Exercise brief:
Pick out every line in the entries below that contains the word "tree", and copy each of those lines. Case counts.
===== Stored rows
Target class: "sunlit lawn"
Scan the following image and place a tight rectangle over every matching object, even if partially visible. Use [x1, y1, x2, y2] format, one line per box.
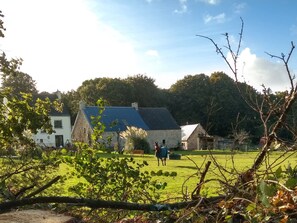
[61, 151, 297, 199]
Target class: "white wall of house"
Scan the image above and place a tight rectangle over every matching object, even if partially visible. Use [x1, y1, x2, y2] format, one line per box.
[97, 129, 181, 150]
[33, 116, 71, 147]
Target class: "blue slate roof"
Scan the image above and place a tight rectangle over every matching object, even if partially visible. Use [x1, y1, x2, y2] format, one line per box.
[138, 108, 180, 130]
[83, 106, 149, 132]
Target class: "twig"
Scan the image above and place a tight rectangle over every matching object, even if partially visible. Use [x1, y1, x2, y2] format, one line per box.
[191, 161, 211, 199]
[0, 196, 225, 213]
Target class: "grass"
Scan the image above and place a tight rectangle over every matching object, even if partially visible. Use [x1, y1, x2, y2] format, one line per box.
[60, 151, 297, 199]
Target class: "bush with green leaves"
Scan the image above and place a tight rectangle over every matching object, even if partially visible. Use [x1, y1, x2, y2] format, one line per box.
[67, 147, 167, 221]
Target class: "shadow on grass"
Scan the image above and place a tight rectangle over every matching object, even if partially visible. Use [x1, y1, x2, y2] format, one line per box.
[172, 150, 249, 156]
[176, 166, 197, 170]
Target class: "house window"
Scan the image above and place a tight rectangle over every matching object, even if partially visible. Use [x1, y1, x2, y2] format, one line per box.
[54, 120, 62, 129]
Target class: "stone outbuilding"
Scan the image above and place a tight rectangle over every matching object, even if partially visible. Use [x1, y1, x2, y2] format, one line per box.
[72, 102, 181, 149]
[181, 123, 214, 150]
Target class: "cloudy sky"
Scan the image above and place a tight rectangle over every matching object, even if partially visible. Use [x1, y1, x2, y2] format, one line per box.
[0, 0, 297, 92]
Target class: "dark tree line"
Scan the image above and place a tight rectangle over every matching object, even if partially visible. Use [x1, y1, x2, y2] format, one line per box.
[57, 72, 277, 142]
[2, 68, 297, 143]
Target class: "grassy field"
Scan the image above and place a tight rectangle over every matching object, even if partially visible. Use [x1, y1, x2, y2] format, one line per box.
[61, 151, 297, 199]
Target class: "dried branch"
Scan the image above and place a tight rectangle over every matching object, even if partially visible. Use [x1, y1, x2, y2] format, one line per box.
[0, 196, 225, 213]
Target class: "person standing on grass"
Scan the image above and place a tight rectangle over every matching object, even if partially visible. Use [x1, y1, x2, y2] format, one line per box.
[161, 140, 168, 166]
[155, 142, 162, 166]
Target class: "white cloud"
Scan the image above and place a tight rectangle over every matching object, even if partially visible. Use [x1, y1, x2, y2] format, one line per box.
[203, 13, 226, 24]
[200, 0, 221, 5]
[174, 0, 188, 14]
[145, 50, 159, 57]
[228, 48, 289, 91]
[1, 0, 138, 92]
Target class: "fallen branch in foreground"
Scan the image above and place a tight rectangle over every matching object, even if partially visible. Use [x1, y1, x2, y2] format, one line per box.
[0, 196, 225, 213]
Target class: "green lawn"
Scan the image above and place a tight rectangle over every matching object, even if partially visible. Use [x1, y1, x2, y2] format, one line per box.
[60, 151, 297, 199]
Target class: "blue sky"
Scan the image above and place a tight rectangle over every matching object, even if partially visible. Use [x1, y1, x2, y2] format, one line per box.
[0, 0, 297, 92]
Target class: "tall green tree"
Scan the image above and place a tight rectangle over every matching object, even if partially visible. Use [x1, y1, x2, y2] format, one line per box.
[1, 70, 38, 95]
[169, 74, 211, 126]
[125, 74, 164, 107]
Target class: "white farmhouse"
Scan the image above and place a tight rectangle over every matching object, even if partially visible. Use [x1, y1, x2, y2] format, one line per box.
[33, 92, 71, 148]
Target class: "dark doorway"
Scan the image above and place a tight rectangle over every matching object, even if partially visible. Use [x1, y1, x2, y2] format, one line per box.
[55, 135, 64, 148]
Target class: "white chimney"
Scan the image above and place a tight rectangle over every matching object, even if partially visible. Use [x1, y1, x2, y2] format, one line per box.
[79, 101, 86, 110]
[132, 102, 138, 110]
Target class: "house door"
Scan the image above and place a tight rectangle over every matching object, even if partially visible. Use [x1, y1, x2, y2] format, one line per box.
[55, 135, 64, 148]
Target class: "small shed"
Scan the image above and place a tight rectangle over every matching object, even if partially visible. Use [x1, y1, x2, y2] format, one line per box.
[181, 123, 214, 150]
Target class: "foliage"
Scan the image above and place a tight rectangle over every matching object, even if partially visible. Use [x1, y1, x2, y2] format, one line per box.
[67, 147, 166, 222]
[1, 71, 38, 95]
[0, 152, 63, 203]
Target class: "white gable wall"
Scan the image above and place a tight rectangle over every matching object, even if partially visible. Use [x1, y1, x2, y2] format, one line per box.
[93, 129, 181, 151]
[33, 116, 71, 147]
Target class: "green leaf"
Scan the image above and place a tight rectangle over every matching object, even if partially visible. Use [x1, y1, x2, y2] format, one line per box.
[274, 166, 283, 178]
[246, 203, 256, 211]
[285, 178, 297, 189]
==========
Response to the task:
Target class: "dark tree line"
Target class: "tall green tree"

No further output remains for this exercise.